* **Provided data**:

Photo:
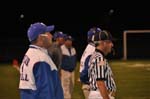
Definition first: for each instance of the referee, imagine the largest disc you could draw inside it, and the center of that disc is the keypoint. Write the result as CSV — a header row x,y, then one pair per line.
x,y
102,84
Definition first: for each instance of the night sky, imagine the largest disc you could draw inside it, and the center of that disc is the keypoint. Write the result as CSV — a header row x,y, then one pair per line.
x,y
74,18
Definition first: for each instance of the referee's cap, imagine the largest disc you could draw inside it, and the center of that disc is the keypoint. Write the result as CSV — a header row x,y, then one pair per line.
x,y
102,35
59,34
91,32
38,28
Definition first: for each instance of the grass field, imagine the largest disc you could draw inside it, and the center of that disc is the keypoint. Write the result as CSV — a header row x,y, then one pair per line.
x,y
132,80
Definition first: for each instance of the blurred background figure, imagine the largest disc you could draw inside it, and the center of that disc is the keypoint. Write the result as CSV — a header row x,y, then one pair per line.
x,y
68,66
54,50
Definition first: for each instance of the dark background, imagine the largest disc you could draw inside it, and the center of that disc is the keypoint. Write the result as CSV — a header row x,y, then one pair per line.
x,y
75,18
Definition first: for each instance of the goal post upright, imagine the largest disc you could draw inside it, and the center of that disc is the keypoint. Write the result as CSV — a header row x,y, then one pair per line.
x,y
125,40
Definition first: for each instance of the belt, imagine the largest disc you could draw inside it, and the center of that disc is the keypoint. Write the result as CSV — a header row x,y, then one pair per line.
x,y
112,93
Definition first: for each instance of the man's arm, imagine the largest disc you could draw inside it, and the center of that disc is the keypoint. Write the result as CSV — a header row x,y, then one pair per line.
x,y
102,88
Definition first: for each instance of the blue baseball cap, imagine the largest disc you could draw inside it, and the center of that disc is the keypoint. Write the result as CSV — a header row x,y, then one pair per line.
x,y
92,31
58,34
38,28
103,35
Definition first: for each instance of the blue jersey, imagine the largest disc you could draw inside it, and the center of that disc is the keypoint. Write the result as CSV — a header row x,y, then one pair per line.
x,y
84,63
39,77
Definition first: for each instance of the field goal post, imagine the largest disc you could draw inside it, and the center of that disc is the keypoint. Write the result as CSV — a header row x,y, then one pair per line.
x,y
125,40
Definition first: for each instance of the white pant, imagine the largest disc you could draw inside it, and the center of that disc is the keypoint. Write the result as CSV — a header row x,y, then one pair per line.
x,y
67,81
86,90
97,95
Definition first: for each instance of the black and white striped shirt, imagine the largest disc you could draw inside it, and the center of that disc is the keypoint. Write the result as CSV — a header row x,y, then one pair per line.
x,y
99,69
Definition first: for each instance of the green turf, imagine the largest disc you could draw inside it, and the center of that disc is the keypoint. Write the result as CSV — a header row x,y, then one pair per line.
x,y
132,80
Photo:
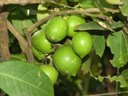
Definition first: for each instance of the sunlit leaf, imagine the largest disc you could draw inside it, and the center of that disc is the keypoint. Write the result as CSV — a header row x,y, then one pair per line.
x,y
18,78
118,44
124,8
99,26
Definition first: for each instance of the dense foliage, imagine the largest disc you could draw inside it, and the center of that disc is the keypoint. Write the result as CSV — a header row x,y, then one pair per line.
x,y
65,48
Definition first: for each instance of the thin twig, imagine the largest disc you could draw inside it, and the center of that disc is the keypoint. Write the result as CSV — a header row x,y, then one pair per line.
x,y
4,38
109,94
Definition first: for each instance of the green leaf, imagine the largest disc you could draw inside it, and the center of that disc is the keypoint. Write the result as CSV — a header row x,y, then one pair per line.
x,y
86,4
119,79
86,66
124,8
115,2
118,44
93,25
99,44
22,79
22,25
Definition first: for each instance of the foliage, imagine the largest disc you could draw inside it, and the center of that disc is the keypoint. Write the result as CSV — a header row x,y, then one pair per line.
x,y
105,64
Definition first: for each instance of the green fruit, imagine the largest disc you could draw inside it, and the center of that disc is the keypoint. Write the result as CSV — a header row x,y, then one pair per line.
x,y
51,72
40,42
56,29
73,21
66,61
82,43
37,54
42,12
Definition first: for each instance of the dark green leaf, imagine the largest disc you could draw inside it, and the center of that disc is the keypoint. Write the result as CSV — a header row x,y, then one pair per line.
x,y
99,44
22,79
86,66
124,8
118,44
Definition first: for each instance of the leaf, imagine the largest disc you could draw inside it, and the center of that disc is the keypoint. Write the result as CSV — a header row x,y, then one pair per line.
x,y
96,64
118,44
93,25
119,79
22,25
99,44
86,66
115,2
18,78
86,4
124,8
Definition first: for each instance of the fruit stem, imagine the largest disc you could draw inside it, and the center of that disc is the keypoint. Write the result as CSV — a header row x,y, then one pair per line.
x,y
117,83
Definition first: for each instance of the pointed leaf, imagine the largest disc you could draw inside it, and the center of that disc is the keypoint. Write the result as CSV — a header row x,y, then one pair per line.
x,y
99,44
22,79
124,8
118,44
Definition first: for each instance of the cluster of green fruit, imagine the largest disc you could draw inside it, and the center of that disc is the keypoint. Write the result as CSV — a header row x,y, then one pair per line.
x,y
67,58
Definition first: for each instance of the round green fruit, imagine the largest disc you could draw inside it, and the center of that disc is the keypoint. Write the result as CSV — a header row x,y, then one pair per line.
x,y
82,43
66,61
39,55
51,72
73,21
40,42
56,29
42,12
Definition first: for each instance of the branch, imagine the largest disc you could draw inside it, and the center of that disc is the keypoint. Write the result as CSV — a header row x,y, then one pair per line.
x,y
4,38
21,2
24,45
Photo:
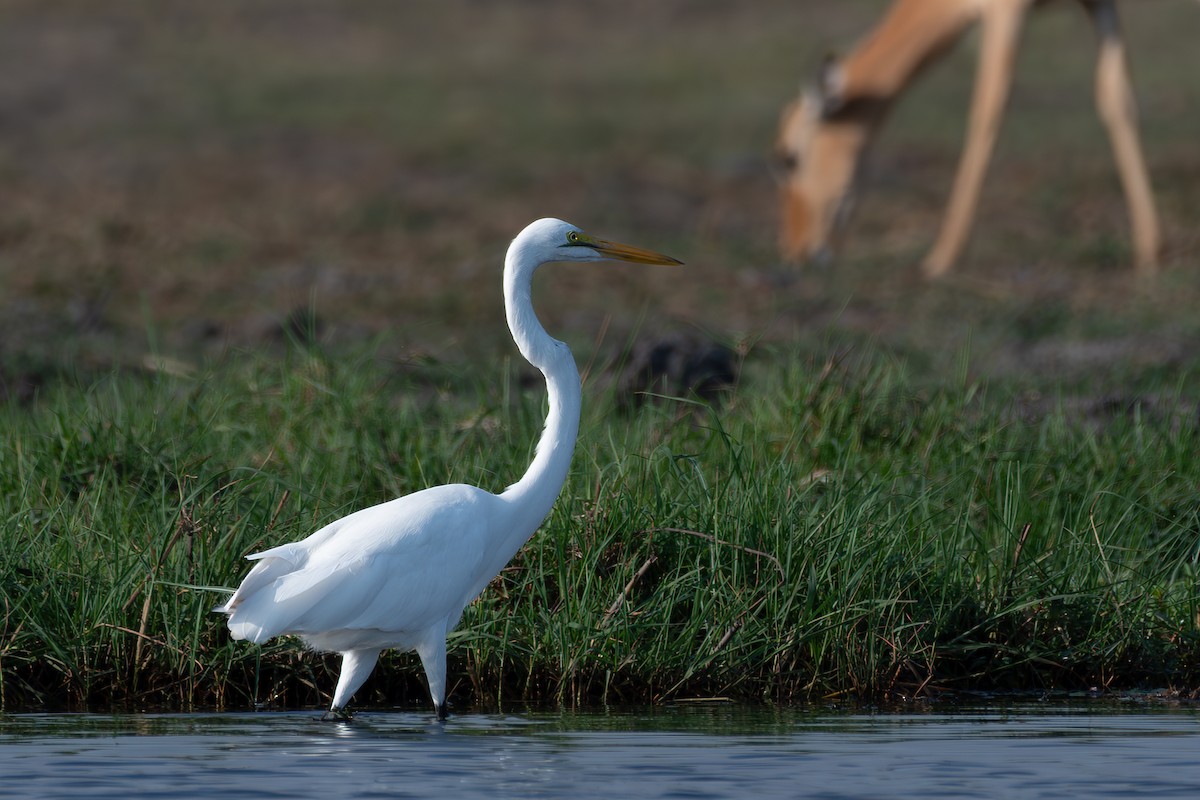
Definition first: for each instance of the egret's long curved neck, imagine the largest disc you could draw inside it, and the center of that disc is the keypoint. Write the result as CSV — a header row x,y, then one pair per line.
x,y
534,494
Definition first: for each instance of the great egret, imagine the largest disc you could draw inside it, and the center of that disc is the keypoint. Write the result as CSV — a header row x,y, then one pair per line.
x,y
397,575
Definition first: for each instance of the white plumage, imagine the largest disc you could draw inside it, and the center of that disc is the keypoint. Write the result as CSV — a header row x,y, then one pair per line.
x,y
399,575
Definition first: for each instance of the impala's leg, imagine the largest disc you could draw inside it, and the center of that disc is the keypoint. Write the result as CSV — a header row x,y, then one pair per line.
x,y
1001,29
1119,109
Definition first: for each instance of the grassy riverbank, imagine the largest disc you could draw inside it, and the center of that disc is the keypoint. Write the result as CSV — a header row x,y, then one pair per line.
x,y
834,528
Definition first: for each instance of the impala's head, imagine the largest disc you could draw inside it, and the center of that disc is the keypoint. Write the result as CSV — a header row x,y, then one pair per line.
x,y
821,140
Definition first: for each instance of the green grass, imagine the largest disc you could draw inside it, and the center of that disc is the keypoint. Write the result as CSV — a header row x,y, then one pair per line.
x,y
835,528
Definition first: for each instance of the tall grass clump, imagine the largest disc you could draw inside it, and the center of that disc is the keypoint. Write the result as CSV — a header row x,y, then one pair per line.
x,y
829,529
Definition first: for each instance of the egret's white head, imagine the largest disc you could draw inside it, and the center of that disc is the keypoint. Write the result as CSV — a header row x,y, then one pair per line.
x,y
553,240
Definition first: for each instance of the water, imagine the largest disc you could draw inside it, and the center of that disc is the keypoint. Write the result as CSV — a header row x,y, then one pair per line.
x,y
717,751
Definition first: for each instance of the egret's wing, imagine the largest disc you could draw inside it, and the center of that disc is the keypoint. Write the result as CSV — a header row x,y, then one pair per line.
x,y
396,566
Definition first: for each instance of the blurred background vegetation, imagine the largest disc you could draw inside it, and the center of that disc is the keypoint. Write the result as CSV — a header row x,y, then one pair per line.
x,y
181,179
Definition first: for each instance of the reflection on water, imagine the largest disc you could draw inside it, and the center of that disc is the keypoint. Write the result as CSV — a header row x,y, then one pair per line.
x,y
717,751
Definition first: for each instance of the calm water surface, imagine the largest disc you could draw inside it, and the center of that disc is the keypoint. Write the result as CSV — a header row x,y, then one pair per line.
x,y
715,751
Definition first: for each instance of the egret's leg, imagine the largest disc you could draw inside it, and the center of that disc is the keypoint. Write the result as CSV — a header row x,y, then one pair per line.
x,y
433,657
357,666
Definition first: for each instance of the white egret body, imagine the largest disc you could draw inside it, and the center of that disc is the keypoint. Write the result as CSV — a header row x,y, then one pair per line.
x,y
397,575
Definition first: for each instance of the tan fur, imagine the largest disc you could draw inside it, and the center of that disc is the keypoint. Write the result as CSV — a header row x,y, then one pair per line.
x,y
823,136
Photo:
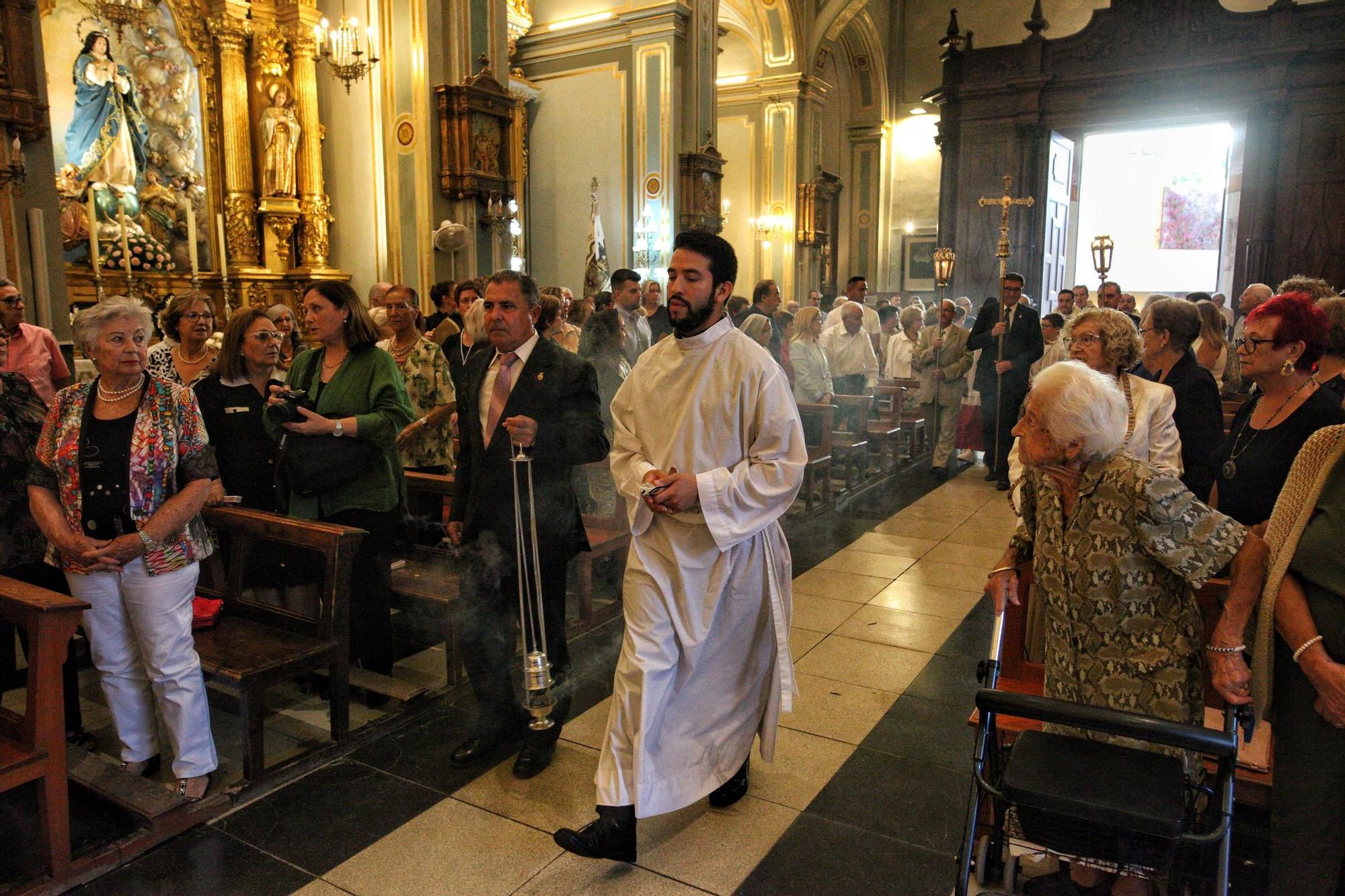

* **What is asked**: How many lines in the entries above contain the string "leaf", with case counting? Reply with the number alone.

* **Answer to the task**: 5